*Exercise prompt*: Rescale the data below, starting with the line that contains "of the windshield" and going on through the end of the data. Rewrite every line in that span, multiplying each x and y point coordinate by 2.1 and rounding to the nearest whole number (halves up), and keep all other text unchanged.

⁂

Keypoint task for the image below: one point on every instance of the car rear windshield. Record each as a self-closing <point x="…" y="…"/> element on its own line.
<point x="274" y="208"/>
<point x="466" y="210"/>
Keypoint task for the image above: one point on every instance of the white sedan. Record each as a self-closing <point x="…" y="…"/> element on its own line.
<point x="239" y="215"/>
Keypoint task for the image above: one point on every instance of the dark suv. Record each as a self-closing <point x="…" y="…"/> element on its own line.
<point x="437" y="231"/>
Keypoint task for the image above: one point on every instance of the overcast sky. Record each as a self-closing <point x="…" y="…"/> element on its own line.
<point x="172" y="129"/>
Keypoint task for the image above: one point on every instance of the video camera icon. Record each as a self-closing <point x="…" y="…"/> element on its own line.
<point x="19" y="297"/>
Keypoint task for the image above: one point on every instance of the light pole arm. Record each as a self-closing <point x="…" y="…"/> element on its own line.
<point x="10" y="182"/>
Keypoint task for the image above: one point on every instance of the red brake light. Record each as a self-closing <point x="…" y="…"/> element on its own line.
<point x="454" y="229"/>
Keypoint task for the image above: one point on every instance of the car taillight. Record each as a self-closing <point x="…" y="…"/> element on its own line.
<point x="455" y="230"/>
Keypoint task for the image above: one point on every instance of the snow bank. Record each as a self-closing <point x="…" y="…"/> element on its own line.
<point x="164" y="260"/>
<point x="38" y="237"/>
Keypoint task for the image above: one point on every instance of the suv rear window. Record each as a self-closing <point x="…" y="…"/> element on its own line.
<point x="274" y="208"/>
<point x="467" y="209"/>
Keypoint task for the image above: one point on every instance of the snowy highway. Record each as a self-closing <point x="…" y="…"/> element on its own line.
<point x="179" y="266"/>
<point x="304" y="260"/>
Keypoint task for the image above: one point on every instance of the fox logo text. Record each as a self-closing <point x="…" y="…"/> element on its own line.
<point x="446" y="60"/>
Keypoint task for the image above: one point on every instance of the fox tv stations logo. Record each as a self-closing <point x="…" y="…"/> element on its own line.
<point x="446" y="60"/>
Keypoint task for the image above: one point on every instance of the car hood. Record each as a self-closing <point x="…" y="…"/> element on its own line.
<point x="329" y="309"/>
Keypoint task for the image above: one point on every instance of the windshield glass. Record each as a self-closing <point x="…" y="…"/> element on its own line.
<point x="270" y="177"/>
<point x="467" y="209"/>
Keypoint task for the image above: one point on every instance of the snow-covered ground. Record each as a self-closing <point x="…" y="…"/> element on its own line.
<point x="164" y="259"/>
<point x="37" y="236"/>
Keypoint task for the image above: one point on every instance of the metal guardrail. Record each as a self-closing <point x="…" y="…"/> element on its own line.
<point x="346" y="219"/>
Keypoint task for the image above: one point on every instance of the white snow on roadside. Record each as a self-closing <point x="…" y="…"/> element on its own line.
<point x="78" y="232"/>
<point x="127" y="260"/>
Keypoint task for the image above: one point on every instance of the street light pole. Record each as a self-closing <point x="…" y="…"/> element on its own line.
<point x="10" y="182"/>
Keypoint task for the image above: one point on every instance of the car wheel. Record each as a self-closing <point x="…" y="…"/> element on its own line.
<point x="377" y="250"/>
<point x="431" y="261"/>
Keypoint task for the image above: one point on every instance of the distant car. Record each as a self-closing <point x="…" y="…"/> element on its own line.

⁂

*Output of the exercise*:
Keypoint task for the image above: one point on every instance of the windshield glass. Record each as a self-closing <point x="…" y="…"/> element on its own line.
<point x="567" y="372"/>
<point x="981" y="439"/>
Keypoint task for the image above: one point on every instance of the snow-covered ground. Record each as a self-closing <point x="…" y="…"/> element on its own line.
<point x="344" y="544"/>
<point x="78" y="496"/>
Keypoint task for the image above: one point on every instance of the metal guardrail. Record each as a self-closing <point x="…" y="…"/> element on its own line.
<point x="727" y="460"/>
Keypoint task for the image above: one point on every instance of the white snow on roadside. Record each as a self-closing <point x="…" y="…"/> element on its own line.
<point x="164" y="487"/>
<point x="267" y="546"/>
Keypoint task for the image above: one point on every instance of the street light pole. Record each as a self-closing <point x="…" y="…"/> element on its own line.
<point x="21" y="382"/>
Keypoint task for the image above: one point on every instance of the car wheel. Record each as a self-closing <point x="…" y="…"/> element on its own line.
<point x="792" y="525"/>
<point x="905" y="548"/>
Keypoint task for the image above: one point on every instance of the distant car. Record each as a self-closing <point x="…" y="…"/> element on its own line.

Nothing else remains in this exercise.